Work instructions:
Give the part of the records below that opens with the line containing "Where can you see the rippled" and runs through the last line as a Markdown table with the columns Row and Text, one numbered row per line. Leave out blank lines and the pictures.

Input rows:
* start *

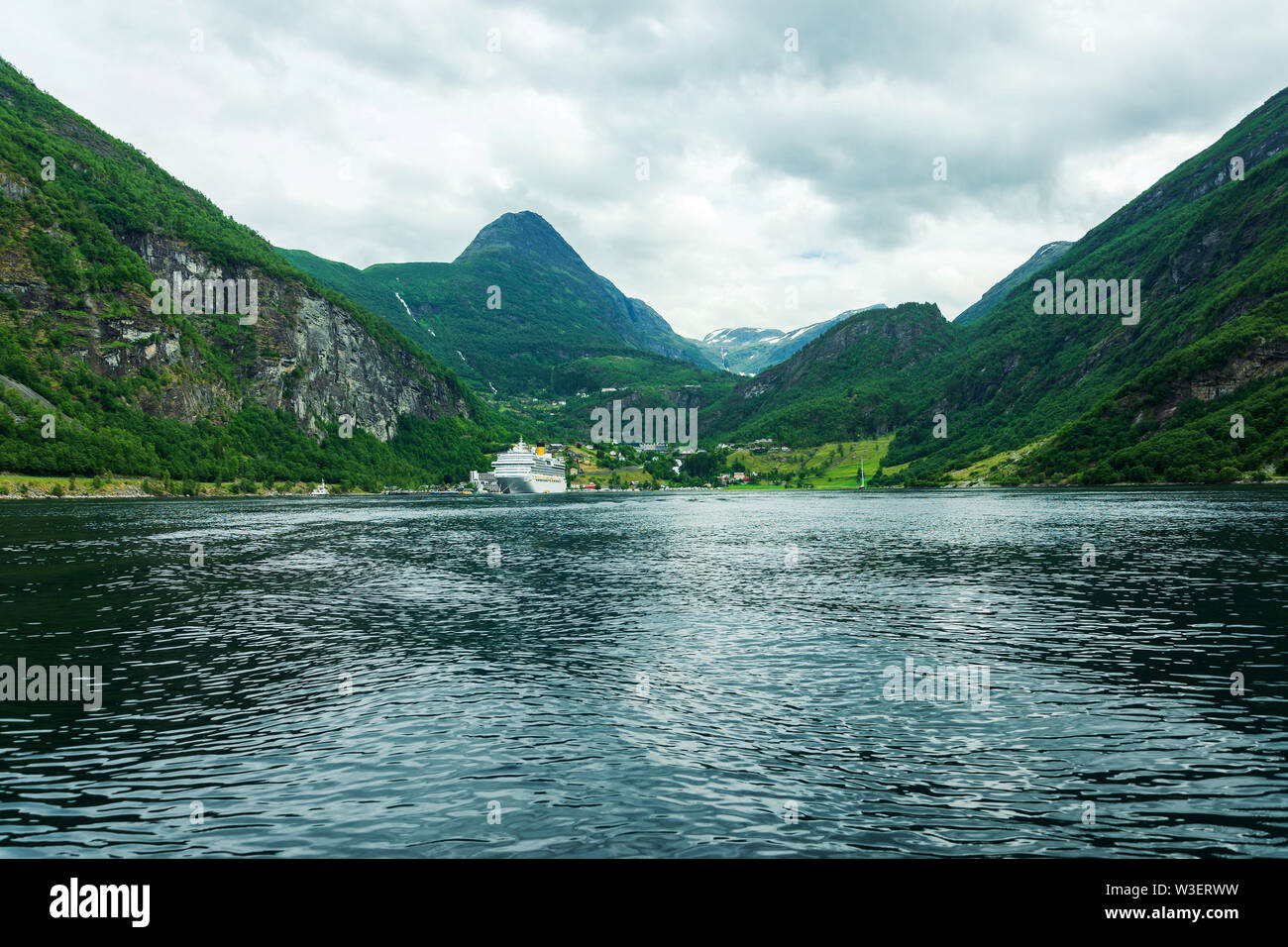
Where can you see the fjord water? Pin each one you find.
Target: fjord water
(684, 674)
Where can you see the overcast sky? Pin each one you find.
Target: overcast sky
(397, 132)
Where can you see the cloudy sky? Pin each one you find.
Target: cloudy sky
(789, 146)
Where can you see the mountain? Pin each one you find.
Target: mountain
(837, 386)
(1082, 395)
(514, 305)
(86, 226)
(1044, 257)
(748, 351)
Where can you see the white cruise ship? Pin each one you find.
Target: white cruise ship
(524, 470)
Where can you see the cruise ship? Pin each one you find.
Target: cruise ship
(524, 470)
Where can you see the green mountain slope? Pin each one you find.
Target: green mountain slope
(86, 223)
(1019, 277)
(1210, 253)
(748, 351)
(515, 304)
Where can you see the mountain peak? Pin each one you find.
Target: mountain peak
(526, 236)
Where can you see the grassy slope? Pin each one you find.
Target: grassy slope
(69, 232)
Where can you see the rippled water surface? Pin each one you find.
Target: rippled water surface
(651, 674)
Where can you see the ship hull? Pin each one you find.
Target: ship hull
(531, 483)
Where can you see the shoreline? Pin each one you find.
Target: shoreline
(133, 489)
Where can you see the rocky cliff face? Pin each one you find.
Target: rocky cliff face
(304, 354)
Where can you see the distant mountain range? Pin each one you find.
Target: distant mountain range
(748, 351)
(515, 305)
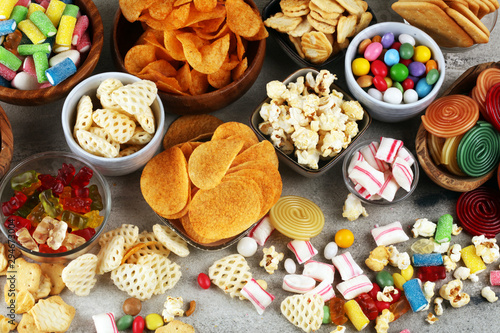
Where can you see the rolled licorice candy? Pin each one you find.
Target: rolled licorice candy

* end *

Worked solution:
| Row | Text |
|---|---|
| 1 | Where can you see the rippled water surface? Pin each one you find. |
| 2 | Target: rippled water surface |
| 3 | (651, 674) |
| 4 | Where can you see the ship hull? Pin each one you find. |
| 5 | Target: ship hull |
| 6 | (531, 483) |
| 7 | Where can you see the shoreline? Pin each one you find. |
| 8 | Target: shoreline |
| 9 | (133, 489) |
| 10 | Where can you see the rocky cliff face? Pin each one you find. |
| 11 | Target: rocky cliff face |
| 12 | (304, 354) |
| 13 | Where can you see the distant mountain range? Pin each one you find. |
| 14 | Target: distant mountain range |
| 15 | (748, 351) |
| 16 | (515, 305) |
| 17 | Where can you see the rolled licorice candy? Pin each one you find. |
| 18 | Target: rolled licorice candy |